_Excerpt provided_.
You’ve kicked off a website redesign project for a new client. Between negotiating contracts, facilitating a dialogue with stakeholders, and establishing a deep understanding of your client’s content and design priorities, you’ve arrived at a list of pages to represent a journey from old to new. These pages likely represent templates from which a site-wide design system comes to life. Decorative Illustration So you return to your desk, work for weeks and months, and snap all of those pages have been designed and coded, and you’re finally ready to share your work with the client. Right? Not so fast.

No matter your discipline, while tackling the creation of a large-scale, client-facing website, you’ve likely decided to break down your work into more manageable pieces. Dividing and conquering can alleviate the mental tax of undertaking a large assignment, aid in scoping resource demands, and reveal opportunities for smart reuse. Most importantly, it can limit risk to a project. Delivering work in batches introduces intentional pauses during which your client can verify you’re headed in the right direction.

But where do you begin in your design process when faced with a long list of designs to create? Here are five methods for dividing that full list of page types into concrete batches for client consumption.

Items from a data source:
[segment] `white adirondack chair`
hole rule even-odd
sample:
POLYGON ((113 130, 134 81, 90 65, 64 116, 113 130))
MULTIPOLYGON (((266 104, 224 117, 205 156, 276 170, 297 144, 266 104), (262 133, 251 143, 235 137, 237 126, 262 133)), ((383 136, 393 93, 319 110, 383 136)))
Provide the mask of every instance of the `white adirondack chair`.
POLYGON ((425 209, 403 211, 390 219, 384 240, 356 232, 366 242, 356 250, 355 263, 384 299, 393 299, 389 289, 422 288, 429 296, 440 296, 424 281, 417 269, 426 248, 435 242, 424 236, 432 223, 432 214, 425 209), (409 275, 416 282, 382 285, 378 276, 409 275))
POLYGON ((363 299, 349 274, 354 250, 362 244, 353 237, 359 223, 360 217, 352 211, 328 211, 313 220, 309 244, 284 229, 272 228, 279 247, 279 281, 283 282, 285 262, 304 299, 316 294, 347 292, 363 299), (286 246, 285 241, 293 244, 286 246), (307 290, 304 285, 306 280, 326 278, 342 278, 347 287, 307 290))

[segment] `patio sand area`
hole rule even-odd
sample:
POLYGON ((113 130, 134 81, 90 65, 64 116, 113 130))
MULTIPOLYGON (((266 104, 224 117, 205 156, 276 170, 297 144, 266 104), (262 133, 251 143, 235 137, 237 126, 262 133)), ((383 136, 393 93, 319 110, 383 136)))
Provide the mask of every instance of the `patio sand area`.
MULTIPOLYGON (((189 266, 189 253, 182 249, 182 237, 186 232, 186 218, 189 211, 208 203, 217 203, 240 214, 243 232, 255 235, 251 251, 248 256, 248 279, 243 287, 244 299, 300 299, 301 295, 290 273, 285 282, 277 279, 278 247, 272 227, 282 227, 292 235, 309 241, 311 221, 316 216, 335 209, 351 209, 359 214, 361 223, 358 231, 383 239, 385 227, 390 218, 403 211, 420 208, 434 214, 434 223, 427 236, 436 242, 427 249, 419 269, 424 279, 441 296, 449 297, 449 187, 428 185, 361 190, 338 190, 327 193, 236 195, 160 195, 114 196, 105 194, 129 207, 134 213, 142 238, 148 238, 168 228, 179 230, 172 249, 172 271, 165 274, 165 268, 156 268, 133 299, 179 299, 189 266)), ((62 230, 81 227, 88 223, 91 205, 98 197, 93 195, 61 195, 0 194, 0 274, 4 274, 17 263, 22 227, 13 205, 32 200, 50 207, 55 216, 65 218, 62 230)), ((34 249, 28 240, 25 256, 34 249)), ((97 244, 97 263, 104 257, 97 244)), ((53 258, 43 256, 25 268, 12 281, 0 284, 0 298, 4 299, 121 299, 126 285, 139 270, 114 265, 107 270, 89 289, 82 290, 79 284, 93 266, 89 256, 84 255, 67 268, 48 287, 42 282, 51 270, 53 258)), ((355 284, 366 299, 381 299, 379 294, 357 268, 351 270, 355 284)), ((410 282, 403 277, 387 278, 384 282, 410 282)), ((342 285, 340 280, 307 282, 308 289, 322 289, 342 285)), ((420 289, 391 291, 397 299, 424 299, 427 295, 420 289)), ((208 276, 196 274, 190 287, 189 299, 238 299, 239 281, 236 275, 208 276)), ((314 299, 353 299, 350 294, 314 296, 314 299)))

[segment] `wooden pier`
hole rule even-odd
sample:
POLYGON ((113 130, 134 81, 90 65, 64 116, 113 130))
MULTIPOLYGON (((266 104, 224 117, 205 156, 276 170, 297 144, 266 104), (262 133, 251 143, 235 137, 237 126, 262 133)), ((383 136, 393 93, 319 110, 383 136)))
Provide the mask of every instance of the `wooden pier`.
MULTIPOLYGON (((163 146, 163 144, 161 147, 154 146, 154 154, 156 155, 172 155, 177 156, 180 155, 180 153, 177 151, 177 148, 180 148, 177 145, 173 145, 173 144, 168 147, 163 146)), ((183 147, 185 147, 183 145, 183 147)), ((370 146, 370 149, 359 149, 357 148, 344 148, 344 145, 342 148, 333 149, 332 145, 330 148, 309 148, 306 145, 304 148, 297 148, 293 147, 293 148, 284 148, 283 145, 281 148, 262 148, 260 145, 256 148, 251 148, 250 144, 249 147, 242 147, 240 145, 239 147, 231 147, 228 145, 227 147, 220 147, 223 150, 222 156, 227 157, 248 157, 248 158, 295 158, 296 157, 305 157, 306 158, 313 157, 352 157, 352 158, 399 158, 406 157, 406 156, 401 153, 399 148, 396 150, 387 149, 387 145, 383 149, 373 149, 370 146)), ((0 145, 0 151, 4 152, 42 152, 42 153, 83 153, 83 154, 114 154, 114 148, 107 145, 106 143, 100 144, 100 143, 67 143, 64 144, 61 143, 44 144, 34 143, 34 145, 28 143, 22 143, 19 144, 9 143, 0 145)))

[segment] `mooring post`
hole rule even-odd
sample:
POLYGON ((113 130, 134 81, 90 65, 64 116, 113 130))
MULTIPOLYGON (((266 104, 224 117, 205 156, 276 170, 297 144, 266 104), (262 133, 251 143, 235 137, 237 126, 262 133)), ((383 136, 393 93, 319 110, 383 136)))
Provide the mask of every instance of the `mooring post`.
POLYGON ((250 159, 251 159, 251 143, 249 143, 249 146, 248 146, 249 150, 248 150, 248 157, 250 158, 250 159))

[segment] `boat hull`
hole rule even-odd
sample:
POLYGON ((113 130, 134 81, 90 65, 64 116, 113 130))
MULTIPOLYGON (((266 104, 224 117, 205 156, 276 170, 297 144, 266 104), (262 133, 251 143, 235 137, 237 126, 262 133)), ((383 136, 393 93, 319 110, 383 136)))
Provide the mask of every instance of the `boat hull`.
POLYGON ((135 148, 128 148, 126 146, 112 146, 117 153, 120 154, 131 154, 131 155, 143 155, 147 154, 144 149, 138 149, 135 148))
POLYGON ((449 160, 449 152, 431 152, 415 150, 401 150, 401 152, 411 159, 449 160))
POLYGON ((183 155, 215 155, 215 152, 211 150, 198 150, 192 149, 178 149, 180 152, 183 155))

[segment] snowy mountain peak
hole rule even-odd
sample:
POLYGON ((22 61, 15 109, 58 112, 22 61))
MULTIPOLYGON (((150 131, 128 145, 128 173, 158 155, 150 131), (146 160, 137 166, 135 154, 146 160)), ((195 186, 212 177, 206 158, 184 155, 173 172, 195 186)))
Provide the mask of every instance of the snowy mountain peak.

_Your tasks_.
1 > Write out the website redesign passage from "No matter your" down to "for client consumption.".
2 > Continue the website redesign passage, starting after its final sentence.

_Exercise responses_.
1 >
No matter your discipline, while tackling the creation of a large-scale, client-facing website, you’ve likely decided to break down your work into more manageable pieces. Dividing and conquering can alleviate the mental tax of undertaking a large assignment, aid in scoping resource demands, and reveal opportunities for smart reuse. Most importantly, it can limit risk to a project. Delivering work in batches introduces intentional pauses during which your client can verify you’re headed in the right direction.

But where do you begin in your design process when faced with a long list of designs to create? Here are five methods for dividing that full list of page types into concrete batches for client consumption.

2 >
Use navigation as your guide

Batching pages based on site structure means each delivery considers pages that will live close together on the site. This can be especially successful if your work stands on a solid foundation: an approved sitemap. Batching pages by where they live on the site will enable you to pace the density of content across levels of the site—from broad landing pages to long-form depths. It will also convey to clients where there are opportunities for content reuse: how you can surface snippets and metadata from deeper pages. You’ll be able to surface patterns for wow-moments while still representing the relative composition of the site. And if a particular group “owns” a section of the website, all the better, as designing along navigational paths can smoothen the review period for those stakeholders.

Move with a user’s flow

Users don’t necessarily follow conventional site structure to find the information they’ve sought out. If your client’s website requires users to complete multiple tasks or speaks to a variety of audiences with different priorities, then you could consider batching pages as they fall within particular user flows. In a shopping experience, you could demonstrate the steps a user would take to complete a purchase. In an educational context, you could show how a user might sift through requirements and search for courses before signing up. Identifying conversion points and potential paths to get there reiterates to clients that you’re considering audience needs across the experience. With each batch, you’ll also be creating a set of pages that can be tested early and independent of the full site.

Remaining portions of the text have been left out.